━━ Dataset records

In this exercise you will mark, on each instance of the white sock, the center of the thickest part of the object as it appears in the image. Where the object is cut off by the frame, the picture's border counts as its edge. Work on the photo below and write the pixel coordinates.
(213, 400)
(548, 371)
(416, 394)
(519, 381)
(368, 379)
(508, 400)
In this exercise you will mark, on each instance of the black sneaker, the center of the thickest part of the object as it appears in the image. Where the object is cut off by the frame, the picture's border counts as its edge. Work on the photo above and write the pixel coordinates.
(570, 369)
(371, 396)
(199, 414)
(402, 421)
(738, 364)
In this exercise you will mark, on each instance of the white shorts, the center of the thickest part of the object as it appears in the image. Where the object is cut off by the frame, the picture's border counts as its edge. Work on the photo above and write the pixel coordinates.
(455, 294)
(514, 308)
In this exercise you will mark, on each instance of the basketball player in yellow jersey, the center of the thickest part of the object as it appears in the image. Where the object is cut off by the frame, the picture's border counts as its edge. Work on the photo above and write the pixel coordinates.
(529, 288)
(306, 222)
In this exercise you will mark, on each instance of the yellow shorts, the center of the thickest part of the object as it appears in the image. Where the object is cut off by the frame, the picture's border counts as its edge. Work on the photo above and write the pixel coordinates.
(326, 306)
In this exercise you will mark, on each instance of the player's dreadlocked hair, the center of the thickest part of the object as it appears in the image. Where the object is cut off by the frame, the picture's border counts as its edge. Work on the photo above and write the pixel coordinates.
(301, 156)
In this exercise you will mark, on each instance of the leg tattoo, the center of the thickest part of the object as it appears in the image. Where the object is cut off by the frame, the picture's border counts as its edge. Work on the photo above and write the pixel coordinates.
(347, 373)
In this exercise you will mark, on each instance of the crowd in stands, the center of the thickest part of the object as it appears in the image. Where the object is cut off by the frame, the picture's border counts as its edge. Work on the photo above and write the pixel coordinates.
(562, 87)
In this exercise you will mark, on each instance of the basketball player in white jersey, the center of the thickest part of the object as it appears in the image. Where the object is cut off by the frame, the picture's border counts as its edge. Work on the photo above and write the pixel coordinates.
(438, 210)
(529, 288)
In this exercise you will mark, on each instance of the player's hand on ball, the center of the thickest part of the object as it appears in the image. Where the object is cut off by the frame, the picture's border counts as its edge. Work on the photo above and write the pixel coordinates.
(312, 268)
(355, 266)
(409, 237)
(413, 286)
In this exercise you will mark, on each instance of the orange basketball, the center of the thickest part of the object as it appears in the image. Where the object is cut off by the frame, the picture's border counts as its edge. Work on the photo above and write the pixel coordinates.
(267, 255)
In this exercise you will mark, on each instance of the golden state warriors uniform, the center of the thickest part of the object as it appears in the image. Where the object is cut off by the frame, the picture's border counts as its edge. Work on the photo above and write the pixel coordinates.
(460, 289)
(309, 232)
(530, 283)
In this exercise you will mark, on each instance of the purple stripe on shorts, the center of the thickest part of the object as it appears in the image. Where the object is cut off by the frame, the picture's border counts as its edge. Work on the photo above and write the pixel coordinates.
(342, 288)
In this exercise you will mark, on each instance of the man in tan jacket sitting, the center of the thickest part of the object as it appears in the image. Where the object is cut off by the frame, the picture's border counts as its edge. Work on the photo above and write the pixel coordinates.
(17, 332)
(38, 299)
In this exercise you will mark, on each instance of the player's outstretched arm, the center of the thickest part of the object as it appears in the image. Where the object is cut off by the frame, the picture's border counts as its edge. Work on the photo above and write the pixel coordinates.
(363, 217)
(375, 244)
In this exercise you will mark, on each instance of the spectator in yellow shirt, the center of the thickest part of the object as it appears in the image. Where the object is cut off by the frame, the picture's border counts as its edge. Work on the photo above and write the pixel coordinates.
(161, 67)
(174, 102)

━━━━

*Exercise objective*
Would you output the full listing exactly as given?

*Expected answer*
In this exercise you will mark, on each instance of the white sock, the center of the thickest part of the object as it appears in the image. Where the object is cut off by the frame, the picture's border counts as its edge. Work on the photo below and write the pixel coordinates.
(213, 400)
(548, 371)
(416, 394)
(519, 381)
(368, 379)
(508, 400)
In this exercise you will mark, on each instance of the black sneaker, the center of the thickest part of the object as it appears in the image. Where the object is cut off by the frame, the picture's border counts as its edge. Work on the photo above and write the pixel coordinates.
(570, 369)
(371, 396)
(199, 414)
(402, 421)
(738, 364)
In this exercise you will mark, on each instance of the white shorts, the center of the thickest part of the object as it appears in the image. Where the object is cut off by the frame, the picture's border counts as its edge. Work on the photo above and write the pixel coordinates.
(455, 294)
(514, 308)
In this exercise you will mark, on each instance of the basketball player in yellow jersey, the center of the thickest part of the object as it appears in the image. Where the object is cut off by the frame, the picture's border counts as its edge. Work on the photo above and write the pixel coordinates.
(529, 288)
(306, 222)
In this exercise you will mark, on each instance of the yellow shorts, the center of the thickest part of the object as it appears in the image. Where the object is cut off by the frame, the picture's border counts as its edge. Work on the photo above and write the pixel coordinates.
(326, 306)
In this exercise you will mark, on each instance of the player's dreadlocked hair, the center of the thickest part of the object as it appears in the image. Where the object is cut off by the frame, the picture's border counts as its edge. Work on the photo above and write the pixel coordinates.
(301, 156)
In this exercise you will mark, on each instance of the leg tattoo, the center of the thickest part of the object as it appears in the image. Where the object is cut off by the frame, the picture's border counts as its edge. Work on the photo above and write the pixel coordinates.
(347, 373)
In this exercise you will mark, on each instance of the crowd in stands, the center of the thickest part of the object as it appears in the image. Where the object is cut off by the frame, the picture's border counts as its edge. Work on the photo above and write the pixel coordinates.
(562, 87)
In this exercise you will mark, on each instance of the basketball player in white jersey, the center of the thickest part of the object as it appears in the image. Where the object is cut off by the frame, the picture's border counts as its edge. Work on the photo above and write the pixel coordinates.
(438, 210)
(529, 288)
In this exercise you will mark, on each instance of the player's hand on ball, the center of the thickest part of the object as it appears in the image. Where the object is cut off by the frame, the picture's border counts as its edge. Work on the photo above and write the pixel coordinates.
(312, 268)
(355, 266)
(409, 237)
(413, 286)
In this exercise you will mark, on each instance of the orange basketball, the center of the thickest part of the object as it appears in the image. Where the object is cut off by the frame, the picture's border counts as its edge. Work on the photo above and write the pixel coordinates.
(267, 255)
In this exercise you will mark, on each instance of the golden state warriors uniform, the center of the thickest part of the object as it appears in the image. Where the object is cut off by the frame, the picture's border counts as its edge. Work on the photo above and write the pixel coordinates.
(460, 289)
(309, 232)
(530, 283)
In this exercise you will mark, on each instance of the purple stripe on shorts, the center of the thickest part of the object as it appears in the image. Where the object is cut off by the frame, the picture's border counts as its edge. Work on the photo above and write the pixel coordinates.
(342, 288)
In this exercise you will mark, on each instance of the man in tan jacket sitting, the center of the thickest part of the object as it appears in the image. Where the object is cut off by the frame, the picture's border counts as its edge. Work on the photo above and write the pixel coordinates.
(17, 332)
(38, 299)
In this exercise you will mark, on each instance of the player's outstretched arm, the center of the thickest part of the object as it appears in the image. Where the object is cut off by the frame, the picture's border counts as its edge. Work on the photo above and write the pixel coordinates.
(363, 217)
(375, 244)
In this exercise you will mark, on each instance of the spectator in yellow shirt, the center of the thickest part of the object as it appears in the image. Where the object is cut off by the frame, the picture's border counts as its edge. Work on the photo above and write the pixel coordinates.
(161, 67)
(174, 102)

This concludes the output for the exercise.